> Objective:
Reproduce every one of the following records verbatim, line by line.

(Items from a dataset)
────────────────────────────────────────

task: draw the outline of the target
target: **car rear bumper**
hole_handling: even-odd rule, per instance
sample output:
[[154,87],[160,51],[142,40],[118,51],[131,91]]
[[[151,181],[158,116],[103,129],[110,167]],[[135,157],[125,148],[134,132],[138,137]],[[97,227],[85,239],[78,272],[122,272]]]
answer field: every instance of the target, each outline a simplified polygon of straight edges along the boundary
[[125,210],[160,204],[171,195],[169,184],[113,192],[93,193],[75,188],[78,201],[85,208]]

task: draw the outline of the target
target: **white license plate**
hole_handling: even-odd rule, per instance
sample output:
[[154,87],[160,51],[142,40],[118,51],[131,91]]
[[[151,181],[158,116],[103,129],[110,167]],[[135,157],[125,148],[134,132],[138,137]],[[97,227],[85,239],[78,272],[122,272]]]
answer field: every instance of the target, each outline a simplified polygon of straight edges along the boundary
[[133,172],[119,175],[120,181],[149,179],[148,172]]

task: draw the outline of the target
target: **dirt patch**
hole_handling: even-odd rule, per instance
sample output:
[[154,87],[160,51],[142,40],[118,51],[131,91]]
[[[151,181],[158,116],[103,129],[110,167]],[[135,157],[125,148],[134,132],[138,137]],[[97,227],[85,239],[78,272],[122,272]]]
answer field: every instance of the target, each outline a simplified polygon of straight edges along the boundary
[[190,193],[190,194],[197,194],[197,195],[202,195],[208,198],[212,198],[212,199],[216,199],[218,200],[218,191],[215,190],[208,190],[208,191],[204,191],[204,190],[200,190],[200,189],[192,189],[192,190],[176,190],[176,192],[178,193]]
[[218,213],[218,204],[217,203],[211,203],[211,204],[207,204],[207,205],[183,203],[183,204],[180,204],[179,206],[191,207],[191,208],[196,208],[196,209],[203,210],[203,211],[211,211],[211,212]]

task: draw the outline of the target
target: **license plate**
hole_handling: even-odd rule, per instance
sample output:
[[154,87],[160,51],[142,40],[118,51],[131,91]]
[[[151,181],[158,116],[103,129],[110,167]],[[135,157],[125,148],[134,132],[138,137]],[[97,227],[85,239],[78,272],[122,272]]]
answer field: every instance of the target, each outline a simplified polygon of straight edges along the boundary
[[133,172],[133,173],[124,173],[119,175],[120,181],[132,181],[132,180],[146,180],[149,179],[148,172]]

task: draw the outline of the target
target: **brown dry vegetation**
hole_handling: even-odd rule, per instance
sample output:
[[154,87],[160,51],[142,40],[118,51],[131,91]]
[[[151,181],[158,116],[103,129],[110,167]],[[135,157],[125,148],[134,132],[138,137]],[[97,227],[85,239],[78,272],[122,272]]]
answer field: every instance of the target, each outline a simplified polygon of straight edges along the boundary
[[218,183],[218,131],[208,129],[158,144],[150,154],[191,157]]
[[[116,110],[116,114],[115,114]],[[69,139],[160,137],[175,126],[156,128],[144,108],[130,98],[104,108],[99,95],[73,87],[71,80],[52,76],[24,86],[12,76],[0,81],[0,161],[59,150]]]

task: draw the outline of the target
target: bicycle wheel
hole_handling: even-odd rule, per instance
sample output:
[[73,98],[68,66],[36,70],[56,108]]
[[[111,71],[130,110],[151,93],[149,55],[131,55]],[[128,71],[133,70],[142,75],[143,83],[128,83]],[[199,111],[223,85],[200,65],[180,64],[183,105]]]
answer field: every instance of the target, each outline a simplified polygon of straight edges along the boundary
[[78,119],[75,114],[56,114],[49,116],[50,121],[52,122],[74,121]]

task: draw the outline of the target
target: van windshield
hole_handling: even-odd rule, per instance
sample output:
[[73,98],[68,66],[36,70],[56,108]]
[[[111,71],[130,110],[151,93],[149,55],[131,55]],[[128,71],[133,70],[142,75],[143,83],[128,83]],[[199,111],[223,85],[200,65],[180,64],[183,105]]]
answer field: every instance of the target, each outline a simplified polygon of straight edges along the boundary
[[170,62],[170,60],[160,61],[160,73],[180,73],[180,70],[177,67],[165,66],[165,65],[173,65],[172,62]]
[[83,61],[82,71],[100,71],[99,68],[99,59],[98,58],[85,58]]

────────────────────────────────────────

> Final result:
task: draw the outline of the target
target: **car rear bumper**
hole_handling: even-odd rule, per instance
sample output:
[[154,87],[160,51],[142,40],[118,51],[131,91]]
[[[151,181],[158,116],[103,129],[110,167]],[[135,157],[125,148],[134,132],[138,137]],[[97,227],[85,239],[78,272],[122,272]]]
answer field: every instance of the target, each outline a simplified polygon of straight edges along the boundary
[[125,210],[160,204],[171,195],[169,184],[113,192],[93,193],[75,188],[78,201],[85,208]]

task: draw the outline of the target
target: **white license plate**
hole_handling: even-odd rule, per instance
sample output:
[[154,87],[160,51],[142,40],[118,51],[131,91]]
[[[151,181],[158,116],[103,129],[110,167]],[[135,157],[125,148],[134,132],[138,137]],[[97,227],[85,239],[78,272],[122,272]]]
answer field: every instance of the target, each outline a simplified polygon of straight edges along the boundary
[[133,172],[119,175],[120,181],[149,179],[148,172]]

task: draw the outline of the target
target: **dirt patch**
hole_handling: even-odd rule, per instance
sample output:
[[154,87],[160,51],[142,40],[118,51],[131,91]]
[[[151,181],[158,116],[103,129],[110,167]],[[135,157],[125,148],[134,132],[138,137]],[[97,227],[85,239],[78,272],[122,272]]]
answer field: every instance of the target, each outline a simplified polygon of straight edges along the boundary
[[190,193],[190,194],[197,194],[197,195],[202,195],[208,198],[212,198],[212,199],[216,199],[218,200],[218,191],[215,190],[208,190],[208,191],[204,191],[204,190],[200,190],[200,189],[192,189],[192,190],[176,190],[176,192],[178,193]]
[[218,213],[218,204],[217,203],[211,203],[211,204],[207,204],[207,205],[183,203],[183,204],[180,204],[179,206],[191,207],[191,208],[196,208],[196,209],[203,210],[203,211],[211,211],[211,212]]

task: draw the outline of the target
target: **license plate**
hole_handling: even-odd rule, per instance
sample output:
[[154,87],[160,51],[142,40],[118,51],[131,91]]
[[[151,181],[158,116],[103,129],[110,167]],[[135,157],[125,148],[134,132],[138,137]],[[97,227],[85,239],[78,272],[122,272]]]
answer field: every instance of the target, each outline a simplified polygon of straight edges along the boundary
[[133,172],[133,173],[124,173],[119,175],[120,181],[132,181],[132,180],[146,180],[149,179],[148,172]]

task: draw the outline of the target
target: **brown dry vegetation**
hole_handling: even-odd rule, per instance
sample output:
[[154,87],[160,51],[142,40],[118,51],[131,91]]
[[[151,181],[158,116],[103,129],[110,167]],[[135,157],[125,148],[134,132],[138,137]],[[97,227],[85,239],[78,272],[122,272]]]
answer field: every instance of the target, each outline a simplified polygon of straight edges along the boundary
[[218,183],[218,131],[208,129],[158,144],[150,154],[191,157]]
[[[116,110],[116,114],[115,114]],[[69,139],[160,137],[175,126],[156,128],[144,108],[130,98],[104,108],[99,95],[73,87],[71,80],[52,76],[24,86],[12,76],[0,81],[0,161],[59,150]]]

task: draw the outline of the target
target: bicycle wheel
hole_handling: even-odd rule, per instance
sample output:
[[73,98],[68,66],[36,70],[56,108]]
[[[111,71],[130,110],[151,93],[149,55],[131,55]],[[128,71],[133,70],[142,75],[143,83],[128,83]],[[199,111],[223,85],[200,65],[180,64],[183,105]]]
answer field: every instance of the target, each outline a simplified polygon of straight edges along the boundary
[[78,119],[75,114],[56,114],[49,116],[50,121],[52,122],[74,121]]

task: draw the outline of the target
target: van windshield
hole_handling: even-odd rule, per instance
sample output:
[[73,98],[68,66],[36,70],[56,108]]
[[[111,71],[130,110],[151,93],[149,55],[131,55]],[[128,71],[133,70],[142,75],[143,83],[128,83]],[[199,111],[223,85],[200,65],[180,64],[183,105]]]
answer field: every instance of the target, each outline a simplified polygon of straight edges along the boundary
[[170,62],[170,60],[160,61],[160,73],[180,73],[180,70],[177,67],[165,66],[165,65],[173,65],[172,62]]
[[83,61],[82,71],[100,71],[99,68],[99,59],[98,58],[85,58]]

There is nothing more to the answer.